(GESTELDE OPDRACHT A):
Beantwoord met de leestekst hieronder de volgende vragen:
(i) Hoeveel adellijke overgrootouders moest je hebben om deel uit te maken van de Zutphense Ridderschap?
(ii) In het stroomgebied van welke rivier lagen de kastelen waar ooit van Heeckerens woonden?
(iii) Wat vormden de 'Berkelneven' van Heeckeren in de Ridderschap van Zutphen?

(LEESTEKST):
Nettelhorst

Berkelneven
Om deel uit te mogen maken van de Zutphense Ridderschap moest je acht adellijke overgrootouders hebben, gereformeerd zijn en bewoner van een erkende havezate. Voor de telgen van het geslacht van Heeckeren was dat eerste geen probleem: zij trouwden gedurende vele generaties alleen met andere adellijke families als de van Rechterens, van Lintelo’s en van Keppels.

Ook de tweede voorwaarde was eenvoudig: de van Heeckerens waren degelijke en behoudende kerkgangers. En aan de derde voorwaarde werd door heel wat van Heeckerens voldaan: er woonden ooit van Heeckerens op Nettelhorst, Westerholt, Dedinckweerd, Diepenbroeck, De Cloese, Langen en nog zo’n tien andere kastelen in het stroomgebied van de Berkel. Geen wonder dat deze ‘Berkelneven’ van Heeckeren de meerderheid vormden in de Ridderschap van Zutphen.

(LIJST VAN RIJEN):
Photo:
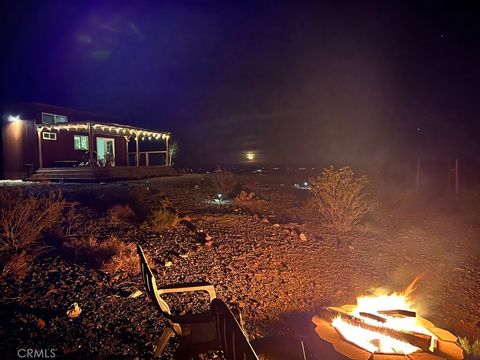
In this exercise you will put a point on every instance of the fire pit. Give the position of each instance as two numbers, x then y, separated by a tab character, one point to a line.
385	326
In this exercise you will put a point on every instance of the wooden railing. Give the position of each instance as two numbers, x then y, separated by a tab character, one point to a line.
147	157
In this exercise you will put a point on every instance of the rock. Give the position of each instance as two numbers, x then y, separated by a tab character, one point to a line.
245	196
40	324
135	294
74	311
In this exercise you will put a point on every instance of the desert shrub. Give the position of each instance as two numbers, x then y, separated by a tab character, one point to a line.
142	199
17	265
339	198
110	255
24	216
119	214
162	219
470	348
224	182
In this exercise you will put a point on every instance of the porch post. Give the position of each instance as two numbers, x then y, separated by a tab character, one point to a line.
137	148
167	162
90	143
126	145
39	139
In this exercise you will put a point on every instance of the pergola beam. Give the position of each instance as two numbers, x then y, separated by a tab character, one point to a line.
39	140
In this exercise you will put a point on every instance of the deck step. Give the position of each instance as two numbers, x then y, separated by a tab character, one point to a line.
96	174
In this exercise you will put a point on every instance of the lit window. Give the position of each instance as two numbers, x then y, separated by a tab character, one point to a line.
61	119
48	118
80	142
49	136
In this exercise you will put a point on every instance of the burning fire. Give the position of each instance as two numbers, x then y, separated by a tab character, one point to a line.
384	312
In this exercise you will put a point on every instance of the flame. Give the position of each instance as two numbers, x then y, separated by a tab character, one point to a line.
372	304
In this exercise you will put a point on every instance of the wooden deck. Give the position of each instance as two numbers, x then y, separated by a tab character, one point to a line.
98	174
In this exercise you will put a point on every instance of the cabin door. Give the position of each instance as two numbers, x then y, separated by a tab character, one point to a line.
106	151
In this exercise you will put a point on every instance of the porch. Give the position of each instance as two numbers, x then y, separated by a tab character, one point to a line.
99	174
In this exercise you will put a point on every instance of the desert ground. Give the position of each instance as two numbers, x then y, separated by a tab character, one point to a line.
269	256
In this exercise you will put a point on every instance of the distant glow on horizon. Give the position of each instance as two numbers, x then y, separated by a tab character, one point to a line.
12	118
250	156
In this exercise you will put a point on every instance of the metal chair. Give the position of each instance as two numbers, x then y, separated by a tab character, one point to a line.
196	332
236	346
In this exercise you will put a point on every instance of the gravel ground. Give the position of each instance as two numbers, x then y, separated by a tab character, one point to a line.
269	258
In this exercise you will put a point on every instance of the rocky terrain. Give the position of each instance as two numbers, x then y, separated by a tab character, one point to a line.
268	256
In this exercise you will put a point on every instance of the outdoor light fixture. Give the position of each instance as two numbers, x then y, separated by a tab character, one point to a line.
12	118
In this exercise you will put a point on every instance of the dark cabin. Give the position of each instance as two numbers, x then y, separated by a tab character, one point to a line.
45	139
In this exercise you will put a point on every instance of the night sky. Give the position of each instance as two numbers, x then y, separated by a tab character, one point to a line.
292	82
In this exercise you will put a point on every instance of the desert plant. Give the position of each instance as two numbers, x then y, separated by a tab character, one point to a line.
338	197
24	216
17	265
162	219
224	182
470	348
110	255
119	214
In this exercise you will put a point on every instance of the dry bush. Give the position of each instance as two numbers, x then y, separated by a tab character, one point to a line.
24	216
162	219
120	214
339	198
17	265
110	255
224	182
470	348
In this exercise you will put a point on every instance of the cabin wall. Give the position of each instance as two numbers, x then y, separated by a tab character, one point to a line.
18	149
63	149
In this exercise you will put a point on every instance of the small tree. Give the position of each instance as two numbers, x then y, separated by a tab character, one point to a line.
339	198
224	182
23	218
172	152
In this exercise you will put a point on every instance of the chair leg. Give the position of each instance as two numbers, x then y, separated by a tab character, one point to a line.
162	342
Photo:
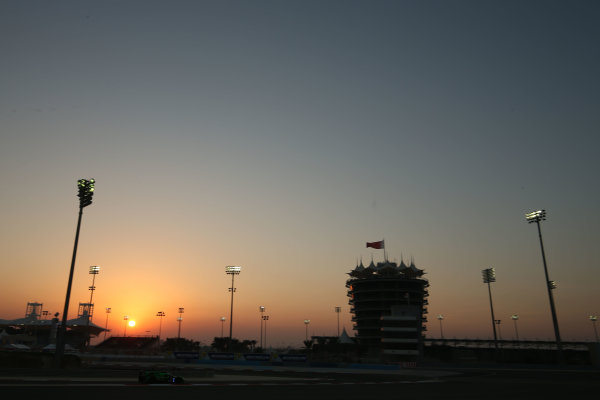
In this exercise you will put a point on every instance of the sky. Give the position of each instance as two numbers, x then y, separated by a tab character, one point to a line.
281	136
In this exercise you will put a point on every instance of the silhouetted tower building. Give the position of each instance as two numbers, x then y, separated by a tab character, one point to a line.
388	302
34	310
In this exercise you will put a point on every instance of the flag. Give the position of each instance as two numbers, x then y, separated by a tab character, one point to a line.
376	245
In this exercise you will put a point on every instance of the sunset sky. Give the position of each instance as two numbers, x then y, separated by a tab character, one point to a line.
281	136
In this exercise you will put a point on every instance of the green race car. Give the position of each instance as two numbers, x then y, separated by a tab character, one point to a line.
158	377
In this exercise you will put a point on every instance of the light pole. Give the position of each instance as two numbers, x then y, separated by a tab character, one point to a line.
233	271
440	317
94	270
593	319
306	322
106	325
261	309
160	316
265	318
85	193
536	217
515	318
179	319
489	275
499	331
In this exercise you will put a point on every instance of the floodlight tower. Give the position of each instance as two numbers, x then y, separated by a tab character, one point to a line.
94	270
306	322
160	316
593	319
536	217
489	275
515	318
233	271
125	318
106	325
179	319
265	318
85	192
261	309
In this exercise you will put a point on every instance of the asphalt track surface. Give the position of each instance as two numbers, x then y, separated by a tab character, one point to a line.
289	383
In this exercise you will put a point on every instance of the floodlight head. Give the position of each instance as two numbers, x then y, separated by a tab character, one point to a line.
536	216
232	270
85	192
489	275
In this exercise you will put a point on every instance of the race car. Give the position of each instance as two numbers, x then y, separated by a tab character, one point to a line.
158	377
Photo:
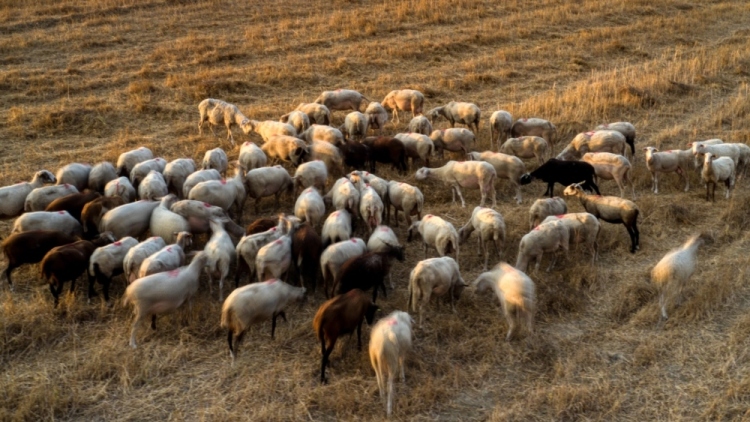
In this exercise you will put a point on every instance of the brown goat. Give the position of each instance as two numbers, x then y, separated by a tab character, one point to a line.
338	316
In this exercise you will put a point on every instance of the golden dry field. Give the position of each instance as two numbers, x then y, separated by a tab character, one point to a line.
87	80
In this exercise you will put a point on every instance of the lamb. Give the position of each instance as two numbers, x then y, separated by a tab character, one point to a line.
338	316
490	227
76	174
216	159
610	209
255	303
217	112
506	167
162	292
434	276
341	99
390	341
106	262
717	170
177	171
674	270
436	233
468	174
152	187
666	162
500	123
516	293
564	173
544	207
610	166
526	147
457	112
127	160
404	100
403	197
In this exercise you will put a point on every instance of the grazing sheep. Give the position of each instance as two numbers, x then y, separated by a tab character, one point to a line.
610	209
404	100
516	293
162	292
434	277
457	112
490	226
390	341
255	303
467	174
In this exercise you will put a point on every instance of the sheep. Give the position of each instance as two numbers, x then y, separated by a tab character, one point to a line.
101	174
562	172
316	113
127	160
457	112
256	303
338	316
526	147
418	146
434	276
106	262
299	120
516	293
177	171
666	162
267	181
120	188
544	207
162	292
152	187
377	116
131	263
674	270
454	140
490	226
13	198
68	262
30	247
390	341
436	233
468	174
76	174
403	197
715	170
341	99
610	209
285	148
39	198
535	127
500	124
610	166
197	177
404	100
251	156
215	159
48	220
506	167
355	126
217	112
131	219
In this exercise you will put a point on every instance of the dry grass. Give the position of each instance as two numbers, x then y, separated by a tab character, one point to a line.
85	80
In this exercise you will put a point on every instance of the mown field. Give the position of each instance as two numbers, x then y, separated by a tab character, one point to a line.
86	80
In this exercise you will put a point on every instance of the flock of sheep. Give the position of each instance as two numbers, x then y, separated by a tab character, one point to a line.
90	222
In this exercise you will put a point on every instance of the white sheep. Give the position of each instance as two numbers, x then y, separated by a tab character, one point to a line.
468	174
390	341
162	292
516	293
490	226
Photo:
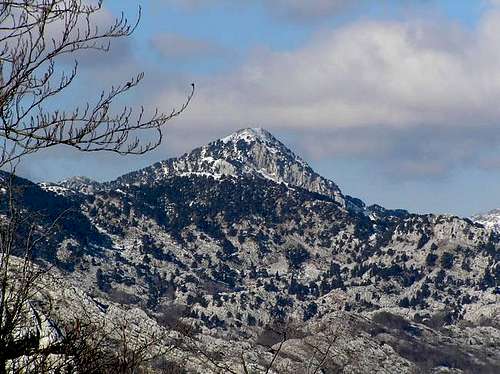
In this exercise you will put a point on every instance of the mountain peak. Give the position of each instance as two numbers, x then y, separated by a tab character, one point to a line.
250	134
246	152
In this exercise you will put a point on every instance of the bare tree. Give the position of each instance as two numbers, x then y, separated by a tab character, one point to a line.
36	39
35	35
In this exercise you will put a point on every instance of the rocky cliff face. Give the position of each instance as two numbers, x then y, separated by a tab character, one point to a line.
248	152
490	220
241	236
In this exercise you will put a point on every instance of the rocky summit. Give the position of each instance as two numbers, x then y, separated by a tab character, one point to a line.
272	267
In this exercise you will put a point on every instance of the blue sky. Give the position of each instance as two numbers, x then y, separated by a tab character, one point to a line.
396	101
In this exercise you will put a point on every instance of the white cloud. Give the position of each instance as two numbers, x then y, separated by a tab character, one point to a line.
177	47
429	95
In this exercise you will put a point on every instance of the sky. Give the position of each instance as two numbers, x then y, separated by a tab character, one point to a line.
398	102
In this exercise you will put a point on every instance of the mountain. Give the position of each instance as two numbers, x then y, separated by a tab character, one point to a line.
248	152
490	220
241	237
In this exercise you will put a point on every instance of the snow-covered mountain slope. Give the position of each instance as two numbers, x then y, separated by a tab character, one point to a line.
490	220
241	235
251	151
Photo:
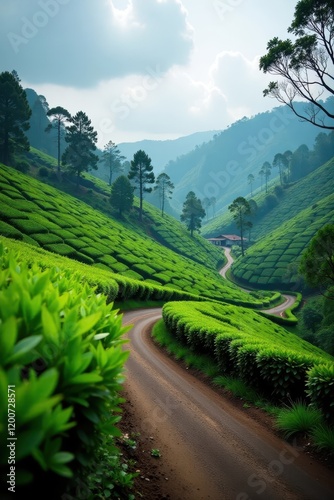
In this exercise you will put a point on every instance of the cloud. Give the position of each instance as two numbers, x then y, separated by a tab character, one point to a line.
82	42
241	82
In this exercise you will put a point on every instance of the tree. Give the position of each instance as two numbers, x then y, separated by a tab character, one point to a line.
59	117
265	172
141	171
111	158
121	196
280	162
15	113
213	201
305	65
251	180
192	213
206	203
81	138
240	210
317	262
165	188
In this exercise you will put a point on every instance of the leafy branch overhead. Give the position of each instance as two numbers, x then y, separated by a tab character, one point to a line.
306	65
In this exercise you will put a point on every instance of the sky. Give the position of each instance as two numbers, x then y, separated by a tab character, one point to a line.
145	69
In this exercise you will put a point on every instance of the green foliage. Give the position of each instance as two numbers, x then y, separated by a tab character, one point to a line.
298	418
192	212
320	388
74	229
247	345
14	116
323	437
61	348
121	197
287	243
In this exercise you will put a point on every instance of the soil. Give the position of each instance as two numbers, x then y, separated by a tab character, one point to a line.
154	473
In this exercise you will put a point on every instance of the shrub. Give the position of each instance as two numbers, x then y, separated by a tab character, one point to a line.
298	418
60	348
43	172
320	388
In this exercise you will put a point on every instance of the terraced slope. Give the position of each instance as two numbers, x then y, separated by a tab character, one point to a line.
305	193
266	263
43	216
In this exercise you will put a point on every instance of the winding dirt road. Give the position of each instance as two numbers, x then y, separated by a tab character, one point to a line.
210	450
277	310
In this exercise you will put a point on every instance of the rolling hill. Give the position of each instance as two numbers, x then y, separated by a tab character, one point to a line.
47	218
220	167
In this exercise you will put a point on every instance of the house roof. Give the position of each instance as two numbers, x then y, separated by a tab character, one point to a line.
230	237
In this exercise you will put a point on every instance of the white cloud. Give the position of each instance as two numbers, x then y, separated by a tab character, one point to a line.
81	42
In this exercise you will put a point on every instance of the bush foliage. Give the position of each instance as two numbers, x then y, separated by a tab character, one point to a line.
61	354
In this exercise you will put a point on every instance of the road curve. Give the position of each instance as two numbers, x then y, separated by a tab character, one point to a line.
277	310
209	449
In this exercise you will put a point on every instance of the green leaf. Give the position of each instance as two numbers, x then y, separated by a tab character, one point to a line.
8	336
84	325
100	336
62	457
85	378
27	441
23	347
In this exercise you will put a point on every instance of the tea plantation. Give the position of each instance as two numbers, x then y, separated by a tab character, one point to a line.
266	263
43	216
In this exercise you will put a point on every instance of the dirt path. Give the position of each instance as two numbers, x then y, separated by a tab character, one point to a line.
277	310
210	449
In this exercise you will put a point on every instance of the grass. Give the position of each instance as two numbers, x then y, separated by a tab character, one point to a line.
57	222
299	418
273	261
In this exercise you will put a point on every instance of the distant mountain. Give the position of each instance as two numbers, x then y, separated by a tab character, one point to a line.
161	152
220	168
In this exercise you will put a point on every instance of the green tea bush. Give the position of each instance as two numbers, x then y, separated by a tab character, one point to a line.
247	345
61	355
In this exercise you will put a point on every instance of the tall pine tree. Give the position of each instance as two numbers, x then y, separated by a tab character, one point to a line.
141	172
15	113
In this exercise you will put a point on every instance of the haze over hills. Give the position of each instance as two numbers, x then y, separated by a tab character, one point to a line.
220	168
161	152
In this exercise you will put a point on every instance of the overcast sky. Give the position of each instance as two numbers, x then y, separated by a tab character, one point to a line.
145	69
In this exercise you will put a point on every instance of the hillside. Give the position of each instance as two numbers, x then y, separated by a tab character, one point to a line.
304	193
273	260
220	168
55	221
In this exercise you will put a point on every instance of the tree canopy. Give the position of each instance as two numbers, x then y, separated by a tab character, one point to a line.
81	138
240	209
141	172
121	196
15	113
59	116
192	212
306	65
111	159
165	188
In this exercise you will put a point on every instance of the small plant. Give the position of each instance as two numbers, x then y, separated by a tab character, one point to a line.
298	418
323	437
155	453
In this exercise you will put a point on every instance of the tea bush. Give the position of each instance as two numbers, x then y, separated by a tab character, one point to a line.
61	357
247	345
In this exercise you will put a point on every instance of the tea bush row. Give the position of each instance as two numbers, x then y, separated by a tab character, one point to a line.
99	237
287	244
61	356
244	344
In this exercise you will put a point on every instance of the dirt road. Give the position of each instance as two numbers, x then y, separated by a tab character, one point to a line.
277	310
210	449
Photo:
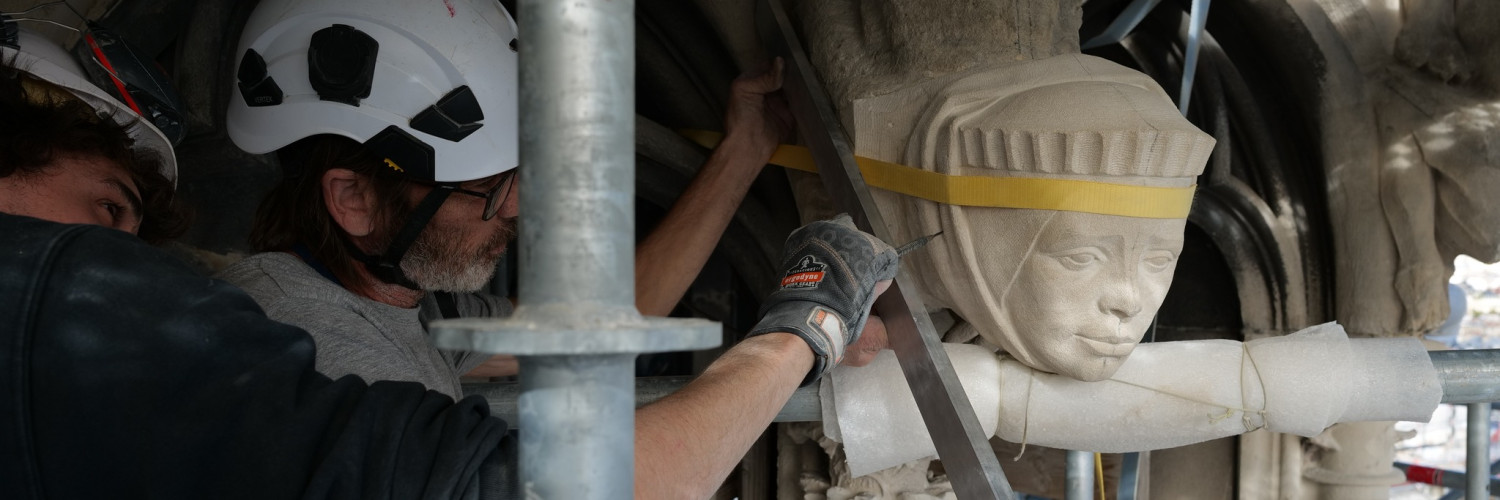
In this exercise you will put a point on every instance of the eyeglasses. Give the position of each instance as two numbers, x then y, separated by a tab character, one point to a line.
494	198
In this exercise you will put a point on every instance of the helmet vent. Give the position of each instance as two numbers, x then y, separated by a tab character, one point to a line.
257	86
453	117
9	32
341	63
402	153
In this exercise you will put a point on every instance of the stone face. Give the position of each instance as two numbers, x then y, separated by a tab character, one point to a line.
1062	292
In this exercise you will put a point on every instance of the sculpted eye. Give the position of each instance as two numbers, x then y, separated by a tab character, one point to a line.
1077	260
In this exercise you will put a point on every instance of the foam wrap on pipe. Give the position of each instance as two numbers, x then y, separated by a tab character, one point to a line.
1164	395
878	419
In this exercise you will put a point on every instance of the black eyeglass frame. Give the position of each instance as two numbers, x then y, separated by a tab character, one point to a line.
492	203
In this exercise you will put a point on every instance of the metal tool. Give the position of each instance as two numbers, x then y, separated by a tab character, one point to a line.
962	445
917	243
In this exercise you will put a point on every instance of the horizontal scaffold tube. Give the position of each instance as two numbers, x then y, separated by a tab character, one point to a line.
1467	376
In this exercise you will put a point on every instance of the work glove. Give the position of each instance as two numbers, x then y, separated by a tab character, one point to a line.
833	275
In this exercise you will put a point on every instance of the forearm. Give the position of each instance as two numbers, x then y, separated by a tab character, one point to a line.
689	442
669	259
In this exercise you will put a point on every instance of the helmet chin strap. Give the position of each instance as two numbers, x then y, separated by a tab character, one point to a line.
387	266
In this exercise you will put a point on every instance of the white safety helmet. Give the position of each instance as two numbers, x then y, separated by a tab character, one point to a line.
428	86
48	62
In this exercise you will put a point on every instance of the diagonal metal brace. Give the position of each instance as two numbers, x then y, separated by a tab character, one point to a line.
962	445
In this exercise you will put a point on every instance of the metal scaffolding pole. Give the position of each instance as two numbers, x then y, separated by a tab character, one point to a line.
1478	470
1472	376
576	329
1080	475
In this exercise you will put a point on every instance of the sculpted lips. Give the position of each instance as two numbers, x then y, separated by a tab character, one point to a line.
1109	346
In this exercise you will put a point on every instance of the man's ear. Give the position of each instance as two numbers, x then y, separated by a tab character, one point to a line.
350	200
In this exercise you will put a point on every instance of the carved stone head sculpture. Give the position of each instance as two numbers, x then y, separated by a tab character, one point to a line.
1065	272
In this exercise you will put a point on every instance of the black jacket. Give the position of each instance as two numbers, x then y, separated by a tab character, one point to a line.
126	376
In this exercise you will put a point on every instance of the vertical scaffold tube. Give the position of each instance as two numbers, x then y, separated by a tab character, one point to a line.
1080	475
578	242
1478	472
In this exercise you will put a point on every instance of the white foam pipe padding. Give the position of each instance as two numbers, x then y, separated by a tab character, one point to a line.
1164	395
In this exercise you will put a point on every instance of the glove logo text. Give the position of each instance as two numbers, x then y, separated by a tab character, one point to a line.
806	275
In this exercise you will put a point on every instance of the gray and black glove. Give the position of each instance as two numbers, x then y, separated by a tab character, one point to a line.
830	283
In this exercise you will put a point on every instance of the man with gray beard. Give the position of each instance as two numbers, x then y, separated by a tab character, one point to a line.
399	180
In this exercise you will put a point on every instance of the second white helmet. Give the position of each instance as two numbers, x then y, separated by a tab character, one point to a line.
429	87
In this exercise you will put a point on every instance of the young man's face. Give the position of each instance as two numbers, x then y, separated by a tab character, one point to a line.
75	189
458	249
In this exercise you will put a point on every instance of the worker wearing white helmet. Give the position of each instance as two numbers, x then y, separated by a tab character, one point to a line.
126	374
72	153
396	123
396	128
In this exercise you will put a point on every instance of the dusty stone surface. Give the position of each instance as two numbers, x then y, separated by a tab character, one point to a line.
1062	292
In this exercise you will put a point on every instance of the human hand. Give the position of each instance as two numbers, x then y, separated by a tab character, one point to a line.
833	275
756	117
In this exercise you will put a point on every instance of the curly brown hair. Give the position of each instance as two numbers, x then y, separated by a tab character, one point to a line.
39	128
294	212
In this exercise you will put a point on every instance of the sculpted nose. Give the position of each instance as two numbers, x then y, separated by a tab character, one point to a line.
1121	301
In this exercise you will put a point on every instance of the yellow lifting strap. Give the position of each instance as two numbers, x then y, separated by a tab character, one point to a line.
1002	192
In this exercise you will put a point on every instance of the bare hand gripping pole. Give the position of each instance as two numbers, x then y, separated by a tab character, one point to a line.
945	409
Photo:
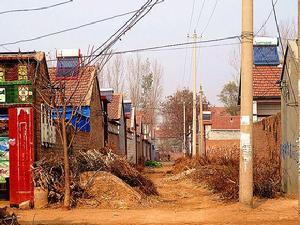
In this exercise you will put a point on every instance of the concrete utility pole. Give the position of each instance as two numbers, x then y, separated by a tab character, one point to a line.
202	151
246	150
184	130
194	129
299	102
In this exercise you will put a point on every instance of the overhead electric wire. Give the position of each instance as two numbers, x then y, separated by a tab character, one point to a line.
72	28
211	16
35	9
266	21
200	14
192	16
282	48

(GESTELDE OPDRACHT B): Kopieer alstublieft uit de rijen hierboven alles vanaf de regel met "of the curly" tot en met het einde van de rijen, beide grenzen inbegrepen. Laat de afbeeldingen weg.

(VOLLEDIG ANTWOORD A):
(i) Acht.
(ii) De Berkel.
(iii) De meerderheid.

(VOLLEDIG ANTWOORD B):
In this exercise you will put a point on every instance of the curly brown hair. Give the position of each instance as two numbers, x then y, separated by a tab character, one point to a line.
39	128
294	212
In this exercise you will put a point on every instance of the sculpted nose. Give the position of each instance as two numbers, x then y, separated by a tab character, one point to a line.
1121	301
In this exercise you will put a point on every instance of the yellow lifting strap. Give the position of each instance as two numbers, x then y, separated by a tab character, one point to a line.
1002	192
In this exercise you will put a point on every instance of the bare hand gripping pole. Give the position of each instance as two numbers, x then y, separated by a tab character, one point to a line.
945	409
Photo:
In this exercise you will put a point on every instance of the concrete utility pole. Give the position of each instance as two numbers, x then y, separated by a tab character, one point to a line.
202	151
246	150
184	130
194	129
299	102
In this exercise you will put a point on every instance of the overhead electric wire. Give the position of each instance as two numbers, x then y, separated by a tab character, one point to a line.
72	28
211	16
35	9
266	21
200	14
192	16
282	48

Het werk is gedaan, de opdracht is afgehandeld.